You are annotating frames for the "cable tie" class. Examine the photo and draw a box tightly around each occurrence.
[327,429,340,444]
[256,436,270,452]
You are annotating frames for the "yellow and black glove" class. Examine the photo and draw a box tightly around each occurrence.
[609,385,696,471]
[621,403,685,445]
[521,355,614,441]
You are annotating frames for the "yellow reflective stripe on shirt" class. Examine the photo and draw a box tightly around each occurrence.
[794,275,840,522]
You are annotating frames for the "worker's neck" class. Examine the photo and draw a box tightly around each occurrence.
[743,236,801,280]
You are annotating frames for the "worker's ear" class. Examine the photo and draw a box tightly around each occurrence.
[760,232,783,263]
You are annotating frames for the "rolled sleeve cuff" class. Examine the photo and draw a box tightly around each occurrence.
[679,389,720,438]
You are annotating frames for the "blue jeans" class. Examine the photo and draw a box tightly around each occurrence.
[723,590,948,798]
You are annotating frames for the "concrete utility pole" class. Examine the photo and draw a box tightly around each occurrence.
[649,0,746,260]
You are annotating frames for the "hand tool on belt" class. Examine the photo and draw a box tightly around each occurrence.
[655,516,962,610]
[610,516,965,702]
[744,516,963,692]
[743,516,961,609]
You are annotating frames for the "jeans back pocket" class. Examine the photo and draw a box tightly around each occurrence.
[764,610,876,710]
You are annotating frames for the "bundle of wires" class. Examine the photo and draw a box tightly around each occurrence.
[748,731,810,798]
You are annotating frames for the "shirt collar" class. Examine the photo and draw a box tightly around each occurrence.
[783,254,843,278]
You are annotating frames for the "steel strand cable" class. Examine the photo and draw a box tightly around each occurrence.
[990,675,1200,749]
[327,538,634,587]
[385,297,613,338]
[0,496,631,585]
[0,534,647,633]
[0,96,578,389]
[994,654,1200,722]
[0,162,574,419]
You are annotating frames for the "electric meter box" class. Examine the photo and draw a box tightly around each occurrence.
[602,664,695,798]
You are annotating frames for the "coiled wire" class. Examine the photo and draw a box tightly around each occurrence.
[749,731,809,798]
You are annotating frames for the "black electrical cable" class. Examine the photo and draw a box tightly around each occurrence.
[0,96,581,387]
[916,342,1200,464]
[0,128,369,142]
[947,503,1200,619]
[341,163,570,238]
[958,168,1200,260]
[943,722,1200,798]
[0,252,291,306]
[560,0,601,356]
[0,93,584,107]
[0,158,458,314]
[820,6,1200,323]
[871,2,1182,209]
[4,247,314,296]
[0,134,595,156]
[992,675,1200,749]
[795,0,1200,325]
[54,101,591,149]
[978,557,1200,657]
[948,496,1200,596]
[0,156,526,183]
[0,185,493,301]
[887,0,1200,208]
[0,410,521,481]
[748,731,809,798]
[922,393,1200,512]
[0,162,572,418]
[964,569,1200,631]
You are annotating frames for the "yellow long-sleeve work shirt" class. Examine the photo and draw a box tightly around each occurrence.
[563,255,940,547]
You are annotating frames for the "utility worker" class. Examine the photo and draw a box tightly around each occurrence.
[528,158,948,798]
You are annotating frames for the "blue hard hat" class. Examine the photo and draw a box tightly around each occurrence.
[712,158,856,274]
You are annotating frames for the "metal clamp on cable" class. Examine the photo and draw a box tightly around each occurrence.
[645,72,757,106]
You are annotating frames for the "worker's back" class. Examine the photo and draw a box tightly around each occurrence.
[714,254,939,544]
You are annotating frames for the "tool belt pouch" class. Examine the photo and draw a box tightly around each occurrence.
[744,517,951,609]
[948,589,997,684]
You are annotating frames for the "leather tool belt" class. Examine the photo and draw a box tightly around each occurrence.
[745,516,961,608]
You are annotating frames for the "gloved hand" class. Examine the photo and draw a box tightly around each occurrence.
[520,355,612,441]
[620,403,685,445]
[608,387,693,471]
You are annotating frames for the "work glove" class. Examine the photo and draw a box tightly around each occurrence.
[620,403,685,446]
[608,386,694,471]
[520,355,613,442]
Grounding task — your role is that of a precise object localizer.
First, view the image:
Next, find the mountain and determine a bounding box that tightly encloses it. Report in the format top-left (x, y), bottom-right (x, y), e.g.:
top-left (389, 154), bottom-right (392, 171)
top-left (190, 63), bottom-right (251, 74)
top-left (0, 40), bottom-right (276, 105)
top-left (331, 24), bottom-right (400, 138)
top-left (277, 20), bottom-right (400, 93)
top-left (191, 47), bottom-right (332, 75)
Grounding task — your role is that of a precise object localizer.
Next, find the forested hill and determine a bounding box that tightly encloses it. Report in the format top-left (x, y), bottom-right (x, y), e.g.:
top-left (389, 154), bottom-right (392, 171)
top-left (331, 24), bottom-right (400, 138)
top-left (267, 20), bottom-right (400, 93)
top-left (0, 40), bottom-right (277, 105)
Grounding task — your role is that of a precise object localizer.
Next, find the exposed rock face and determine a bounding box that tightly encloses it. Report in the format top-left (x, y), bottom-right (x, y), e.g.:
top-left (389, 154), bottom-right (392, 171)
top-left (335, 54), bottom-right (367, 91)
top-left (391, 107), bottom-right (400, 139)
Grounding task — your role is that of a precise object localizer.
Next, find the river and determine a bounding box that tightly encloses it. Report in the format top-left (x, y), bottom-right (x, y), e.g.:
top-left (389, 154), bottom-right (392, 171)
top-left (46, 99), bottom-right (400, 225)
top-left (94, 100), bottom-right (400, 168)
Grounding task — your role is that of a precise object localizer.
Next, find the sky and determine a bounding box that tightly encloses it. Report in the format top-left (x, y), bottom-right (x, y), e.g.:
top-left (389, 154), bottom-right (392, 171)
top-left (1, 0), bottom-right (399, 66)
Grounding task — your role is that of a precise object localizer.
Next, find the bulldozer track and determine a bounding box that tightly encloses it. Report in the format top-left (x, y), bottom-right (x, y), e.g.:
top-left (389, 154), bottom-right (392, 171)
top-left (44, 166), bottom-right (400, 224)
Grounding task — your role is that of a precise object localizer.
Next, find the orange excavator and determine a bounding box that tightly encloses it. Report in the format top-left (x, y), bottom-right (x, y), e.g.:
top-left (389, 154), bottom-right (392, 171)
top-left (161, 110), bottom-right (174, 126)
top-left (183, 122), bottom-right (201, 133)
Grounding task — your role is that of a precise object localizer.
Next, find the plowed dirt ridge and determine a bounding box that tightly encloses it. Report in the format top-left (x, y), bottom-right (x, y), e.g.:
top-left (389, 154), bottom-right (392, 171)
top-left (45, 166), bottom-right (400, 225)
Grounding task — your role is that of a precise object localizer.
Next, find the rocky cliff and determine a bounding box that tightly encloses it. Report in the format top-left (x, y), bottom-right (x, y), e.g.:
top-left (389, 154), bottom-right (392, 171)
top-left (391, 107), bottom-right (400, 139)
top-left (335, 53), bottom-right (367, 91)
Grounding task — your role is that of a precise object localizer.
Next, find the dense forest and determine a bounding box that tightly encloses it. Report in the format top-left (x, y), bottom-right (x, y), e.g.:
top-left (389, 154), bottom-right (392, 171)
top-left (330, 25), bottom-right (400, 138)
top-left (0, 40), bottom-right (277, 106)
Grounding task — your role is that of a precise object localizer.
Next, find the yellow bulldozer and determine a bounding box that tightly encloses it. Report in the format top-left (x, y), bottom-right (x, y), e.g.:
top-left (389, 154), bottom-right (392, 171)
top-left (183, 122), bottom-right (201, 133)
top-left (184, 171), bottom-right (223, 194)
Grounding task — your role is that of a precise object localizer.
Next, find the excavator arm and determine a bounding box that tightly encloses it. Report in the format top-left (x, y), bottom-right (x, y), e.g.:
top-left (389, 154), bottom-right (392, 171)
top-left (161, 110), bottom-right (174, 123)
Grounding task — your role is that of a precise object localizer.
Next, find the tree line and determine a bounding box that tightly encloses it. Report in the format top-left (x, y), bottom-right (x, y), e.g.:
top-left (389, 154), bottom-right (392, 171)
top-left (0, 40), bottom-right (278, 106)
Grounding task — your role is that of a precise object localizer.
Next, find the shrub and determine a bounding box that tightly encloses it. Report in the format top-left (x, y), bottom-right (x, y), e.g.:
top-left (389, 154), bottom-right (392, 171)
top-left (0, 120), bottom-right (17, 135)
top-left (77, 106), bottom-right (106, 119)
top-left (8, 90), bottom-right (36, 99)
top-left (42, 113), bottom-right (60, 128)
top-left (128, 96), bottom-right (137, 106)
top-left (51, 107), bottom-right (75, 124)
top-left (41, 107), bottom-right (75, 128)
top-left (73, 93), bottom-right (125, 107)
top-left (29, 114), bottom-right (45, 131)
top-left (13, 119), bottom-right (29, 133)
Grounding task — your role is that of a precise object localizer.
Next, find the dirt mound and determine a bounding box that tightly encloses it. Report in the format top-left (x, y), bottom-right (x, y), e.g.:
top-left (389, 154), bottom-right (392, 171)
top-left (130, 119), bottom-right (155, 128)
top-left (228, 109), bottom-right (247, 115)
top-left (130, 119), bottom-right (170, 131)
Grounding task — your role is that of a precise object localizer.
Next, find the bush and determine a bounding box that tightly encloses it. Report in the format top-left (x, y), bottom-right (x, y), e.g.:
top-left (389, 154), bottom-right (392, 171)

§ WHAT IS EXPECTED: Read the listing. Copy each line that has the word "bulldozer" in it.

§ REPLY TO THE EXERCISE:
Next, find the bulldozer track and determine a bounding box that tightly encloses it. Report in the format top-left (x, y), bottom-right (x, y), e.g.:
Next, find the yellow bulldozer and determine a bounding box that tightly encloses it. Report in the format top-left (x, y), bottom-right (x, y), e.g.:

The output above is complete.